Look through the material below and copy every line containing the word "following".

---------- THE INPUT

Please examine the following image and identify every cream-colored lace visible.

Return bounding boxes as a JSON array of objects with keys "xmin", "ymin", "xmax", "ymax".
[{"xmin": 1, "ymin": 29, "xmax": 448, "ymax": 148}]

--------------------
---------- THE INPUT

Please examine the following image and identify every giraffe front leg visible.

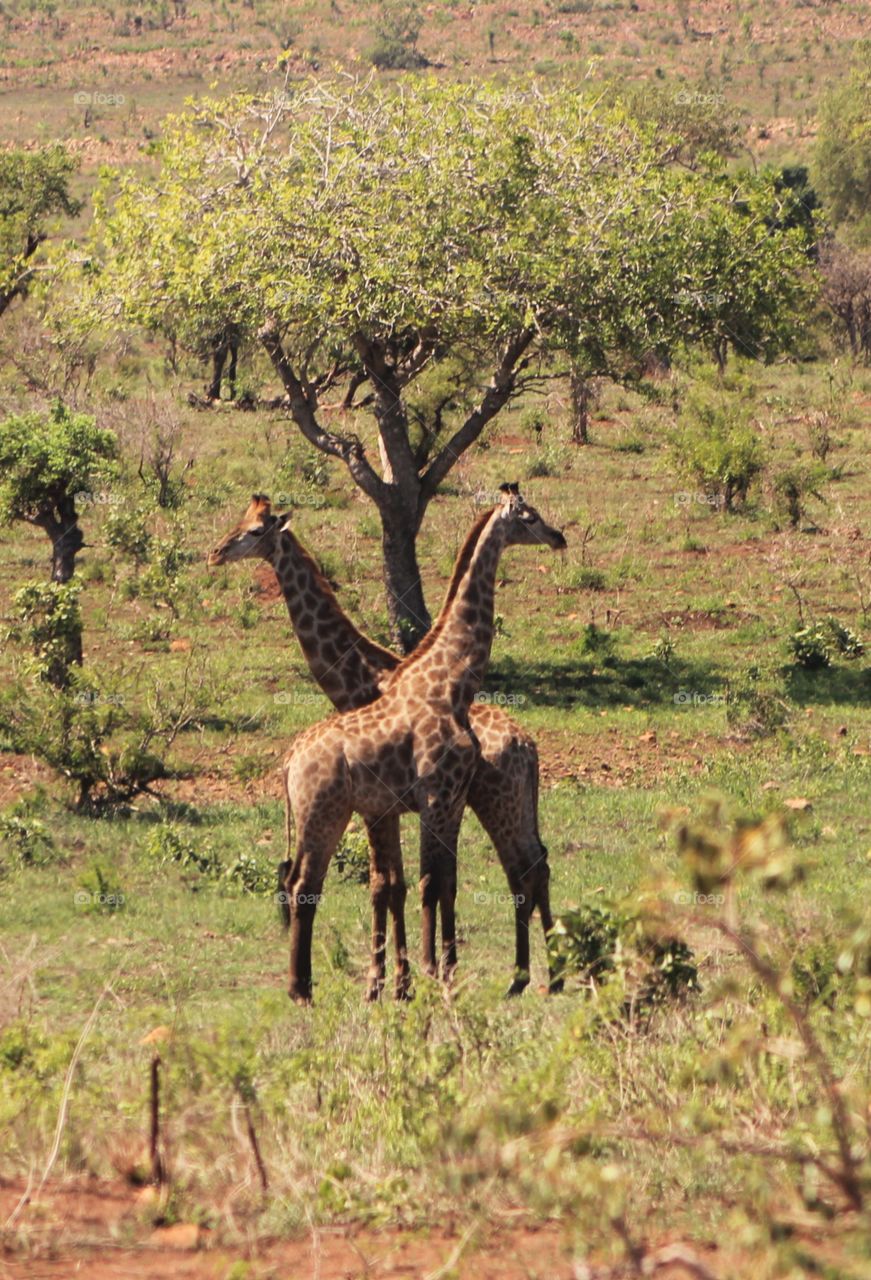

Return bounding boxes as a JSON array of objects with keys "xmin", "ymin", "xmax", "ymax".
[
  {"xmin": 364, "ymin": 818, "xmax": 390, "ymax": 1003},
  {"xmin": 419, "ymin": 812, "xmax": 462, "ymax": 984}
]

--------------------

== RESULT FOR THIS TASK ==
Please examine the following image and identify every cream-colored lace visible.
Please examine the following image and identify every giraffe front leg visible.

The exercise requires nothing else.